EXERCISE AIM
Copy out each line of the data that holds the word "clump".

Saved data entries
--*--

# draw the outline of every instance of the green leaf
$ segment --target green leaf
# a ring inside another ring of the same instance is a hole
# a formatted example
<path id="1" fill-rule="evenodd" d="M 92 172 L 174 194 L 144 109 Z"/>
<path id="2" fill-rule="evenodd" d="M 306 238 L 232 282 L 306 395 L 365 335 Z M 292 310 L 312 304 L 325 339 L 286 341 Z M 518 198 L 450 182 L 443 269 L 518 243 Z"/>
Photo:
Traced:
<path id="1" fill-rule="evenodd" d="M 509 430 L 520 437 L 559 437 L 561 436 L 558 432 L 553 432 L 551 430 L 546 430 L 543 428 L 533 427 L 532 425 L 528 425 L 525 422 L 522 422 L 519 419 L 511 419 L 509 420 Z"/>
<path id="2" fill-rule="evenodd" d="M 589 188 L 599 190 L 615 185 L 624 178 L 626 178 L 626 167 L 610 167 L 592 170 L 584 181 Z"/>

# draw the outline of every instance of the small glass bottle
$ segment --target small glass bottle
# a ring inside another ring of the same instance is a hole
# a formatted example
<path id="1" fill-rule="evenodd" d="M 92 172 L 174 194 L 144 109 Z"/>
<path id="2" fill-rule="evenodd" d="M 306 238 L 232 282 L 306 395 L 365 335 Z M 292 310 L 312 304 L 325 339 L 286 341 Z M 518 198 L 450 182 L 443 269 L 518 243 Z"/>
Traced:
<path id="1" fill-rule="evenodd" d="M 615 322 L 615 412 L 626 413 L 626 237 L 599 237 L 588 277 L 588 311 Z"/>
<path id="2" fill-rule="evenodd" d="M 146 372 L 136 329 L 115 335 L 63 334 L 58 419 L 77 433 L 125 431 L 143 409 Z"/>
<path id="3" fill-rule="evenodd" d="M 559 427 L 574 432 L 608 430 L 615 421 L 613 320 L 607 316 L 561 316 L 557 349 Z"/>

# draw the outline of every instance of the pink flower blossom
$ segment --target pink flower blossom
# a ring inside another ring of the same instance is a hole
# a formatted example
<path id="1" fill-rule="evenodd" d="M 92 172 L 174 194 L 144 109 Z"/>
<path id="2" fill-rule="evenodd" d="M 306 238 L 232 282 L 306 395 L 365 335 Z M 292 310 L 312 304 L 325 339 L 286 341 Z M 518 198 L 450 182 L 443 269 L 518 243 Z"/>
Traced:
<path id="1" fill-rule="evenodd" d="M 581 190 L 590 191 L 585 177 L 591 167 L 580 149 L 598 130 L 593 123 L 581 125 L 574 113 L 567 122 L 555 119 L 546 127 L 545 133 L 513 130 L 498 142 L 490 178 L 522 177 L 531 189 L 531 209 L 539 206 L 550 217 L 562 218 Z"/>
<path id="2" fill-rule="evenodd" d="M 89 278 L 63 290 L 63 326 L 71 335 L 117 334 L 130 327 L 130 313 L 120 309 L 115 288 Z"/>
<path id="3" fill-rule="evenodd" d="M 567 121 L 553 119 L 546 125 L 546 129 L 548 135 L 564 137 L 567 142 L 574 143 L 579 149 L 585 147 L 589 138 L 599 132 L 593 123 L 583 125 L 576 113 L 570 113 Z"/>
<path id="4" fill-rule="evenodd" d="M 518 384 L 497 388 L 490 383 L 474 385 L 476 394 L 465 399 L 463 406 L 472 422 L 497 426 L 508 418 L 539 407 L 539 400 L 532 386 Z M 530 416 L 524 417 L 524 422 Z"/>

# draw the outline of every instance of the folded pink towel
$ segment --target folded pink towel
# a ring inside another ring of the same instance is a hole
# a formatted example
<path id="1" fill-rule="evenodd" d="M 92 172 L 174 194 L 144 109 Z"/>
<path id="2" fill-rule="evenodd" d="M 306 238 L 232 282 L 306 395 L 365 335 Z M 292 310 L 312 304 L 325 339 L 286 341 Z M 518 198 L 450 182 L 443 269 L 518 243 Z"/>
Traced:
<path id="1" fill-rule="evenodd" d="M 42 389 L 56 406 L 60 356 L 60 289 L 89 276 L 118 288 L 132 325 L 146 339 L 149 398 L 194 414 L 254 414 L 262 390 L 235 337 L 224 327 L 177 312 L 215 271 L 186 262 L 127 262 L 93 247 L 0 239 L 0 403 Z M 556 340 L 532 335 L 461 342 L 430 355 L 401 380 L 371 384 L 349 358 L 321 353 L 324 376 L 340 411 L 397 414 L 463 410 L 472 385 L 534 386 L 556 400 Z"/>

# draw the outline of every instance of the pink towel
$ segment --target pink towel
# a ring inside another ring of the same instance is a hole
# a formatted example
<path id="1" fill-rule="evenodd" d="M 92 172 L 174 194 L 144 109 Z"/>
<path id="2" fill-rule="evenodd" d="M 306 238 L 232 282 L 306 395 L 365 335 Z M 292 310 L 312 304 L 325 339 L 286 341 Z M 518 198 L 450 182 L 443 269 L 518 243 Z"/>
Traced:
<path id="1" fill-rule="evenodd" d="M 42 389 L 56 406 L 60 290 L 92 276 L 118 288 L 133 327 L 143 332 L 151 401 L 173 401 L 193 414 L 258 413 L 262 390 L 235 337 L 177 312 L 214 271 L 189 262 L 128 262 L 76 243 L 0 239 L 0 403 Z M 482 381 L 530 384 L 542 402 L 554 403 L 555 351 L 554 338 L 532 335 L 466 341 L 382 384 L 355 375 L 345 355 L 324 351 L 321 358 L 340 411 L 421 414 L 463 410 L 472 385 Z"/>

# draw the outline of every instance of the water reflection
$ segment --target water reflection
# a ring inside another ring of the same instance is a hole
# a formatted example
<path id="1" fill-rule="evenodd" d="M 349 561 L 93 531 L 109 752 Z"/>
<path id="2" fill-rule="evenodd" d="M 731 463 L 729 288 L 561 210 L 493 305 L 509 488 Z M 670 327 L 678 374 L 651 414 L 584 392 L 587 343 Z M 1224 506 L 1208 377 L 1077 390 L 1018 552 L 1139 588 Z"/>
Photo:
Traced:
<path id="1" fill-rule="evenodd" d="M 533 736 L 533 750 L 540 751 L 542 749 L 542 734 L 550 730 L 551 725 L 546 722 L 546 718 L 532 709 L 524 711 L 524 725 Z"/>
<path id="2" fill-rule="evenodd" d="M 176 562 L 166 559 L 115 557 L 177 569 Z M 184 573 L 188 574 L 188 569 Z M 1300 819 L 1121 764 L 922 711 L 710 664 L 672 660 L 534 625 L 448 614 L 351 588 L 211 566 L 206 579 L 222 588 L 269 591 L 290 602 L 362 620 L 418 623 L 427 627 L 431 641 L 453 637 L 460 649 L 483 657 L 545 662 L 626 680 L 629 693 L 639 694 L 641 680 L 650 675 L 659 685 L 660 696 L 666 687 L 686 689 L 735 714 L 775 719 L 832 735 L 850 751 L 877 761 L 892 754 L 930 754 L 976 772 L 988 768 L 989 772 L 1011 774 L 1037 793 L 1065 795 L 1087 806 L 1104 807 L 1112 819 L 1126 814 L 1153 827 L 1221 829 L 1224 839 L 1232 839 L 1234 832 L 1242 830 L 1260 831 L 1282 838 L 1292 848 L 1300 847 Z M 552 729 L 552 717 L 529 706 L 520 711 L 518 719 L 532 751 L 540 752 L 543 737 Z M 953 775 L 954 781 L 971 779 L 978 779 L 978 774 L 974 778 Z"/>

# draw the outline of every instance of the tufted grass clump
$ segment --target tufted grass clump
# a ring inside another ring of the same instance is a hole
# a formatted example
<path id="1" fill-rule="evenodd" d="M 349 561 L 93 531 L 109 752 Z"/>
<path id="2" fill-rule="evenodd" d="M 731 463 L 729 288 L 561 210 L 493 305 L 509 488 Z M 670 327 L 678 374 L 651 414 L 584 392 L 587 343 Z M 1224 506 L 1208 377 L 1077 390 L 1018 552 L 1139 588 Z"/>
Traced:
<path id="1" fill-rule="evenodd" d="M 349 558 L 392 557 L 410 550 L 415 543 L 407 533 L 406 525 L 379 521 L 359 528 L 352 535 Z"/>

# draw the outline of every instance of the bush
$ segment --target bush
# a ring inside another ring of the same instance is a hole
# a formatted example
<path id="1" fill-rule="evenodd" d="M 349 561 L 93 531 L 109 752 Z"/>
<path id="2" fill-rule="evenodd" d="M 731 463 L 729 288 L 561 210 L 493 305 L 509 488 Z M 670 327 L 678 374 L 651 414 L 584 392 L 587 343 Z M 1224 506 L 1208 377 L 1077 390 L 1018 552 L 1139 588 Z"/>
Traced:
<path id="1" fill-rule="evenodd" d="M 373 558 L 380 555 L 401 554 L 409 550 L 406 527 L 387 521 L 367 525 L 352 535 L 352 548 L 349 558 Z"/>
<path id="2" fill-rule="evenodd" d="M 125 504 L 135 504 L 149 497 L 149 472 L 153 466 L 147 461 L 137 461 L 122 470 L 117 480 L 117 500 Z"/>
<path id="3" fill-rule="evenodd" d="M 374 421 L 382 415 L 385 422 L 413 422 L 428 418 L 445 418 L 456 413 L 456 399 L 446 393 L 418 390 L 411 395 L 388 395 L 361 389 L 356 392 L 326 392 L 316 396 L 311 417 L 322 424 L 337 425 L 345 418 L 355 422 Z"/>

--*--

TASK OUTPUT
# draw the outline of every instance of the tufted grass clump
$ segment --target tufted grass clump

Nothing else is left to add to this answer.